[Detection annotation records]
-- start --

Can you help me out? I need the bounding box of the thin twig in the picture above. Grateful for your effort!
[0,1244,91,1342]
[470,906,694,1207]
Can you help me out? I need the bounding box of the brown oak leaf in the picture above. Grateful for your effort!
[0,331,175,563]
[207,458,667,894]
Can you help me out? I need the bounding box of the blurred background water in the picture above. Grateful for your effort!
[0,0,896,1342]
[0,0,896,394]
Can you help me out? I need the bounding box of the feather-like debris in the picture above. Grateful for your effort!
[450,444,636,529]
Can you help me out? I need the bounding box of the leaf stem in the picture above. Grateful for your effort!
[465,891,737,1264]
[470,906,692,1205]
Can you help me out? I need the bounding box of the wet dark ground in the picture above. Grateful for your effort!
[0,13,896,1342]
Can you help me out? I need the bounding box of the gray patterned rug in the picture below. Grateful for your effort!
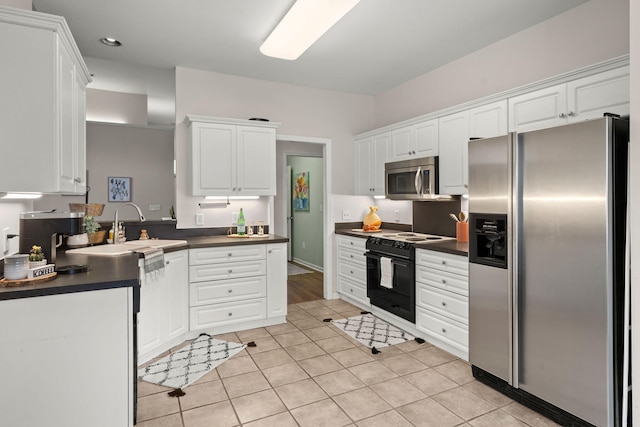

-- end --

WHAT YOU HAVE TO DO ▸
Swap "bounding box" for "box coordinates" throughout all of the items above, and write them out again with nothing else changed. Leave out the pictures.

PROBLEM SOLUTION ▸
Can you help me out? I need the box coordinates of the thin twig in the picture above. Grateful for your effort!
[0,1244,91,1342]
[470,906,694,1207]
Can you help me out? I need the box coordinates of the brown oak leaf in the picture above. Grateful for your effort!
[0,331,175,563]
[207,458,667,894]
Can you help me out? I need the box coordinates of the blurred background water in the picture above. Grateful for your effort!
[0,0,896,1342]
[0,0,896,394]
Can you help me out? I need the box coordinates of the feather-like debris in the picture above. Grateful for your effort!
[450,444,636,529]
Can you help me out? I need the box coordinates of the leaf stem in the picture above. Grateful for your effort!
[465,891,737,1264]
[470,906,692,1205]
Can you help me out? I need the box coordinates of the wet dark ground in the picture above. Grateful for your effort!
[0,13,896,1342]
Can you help me out? I need the box coordinates of the gray patterned rug in the picture below. Grateful for your effort!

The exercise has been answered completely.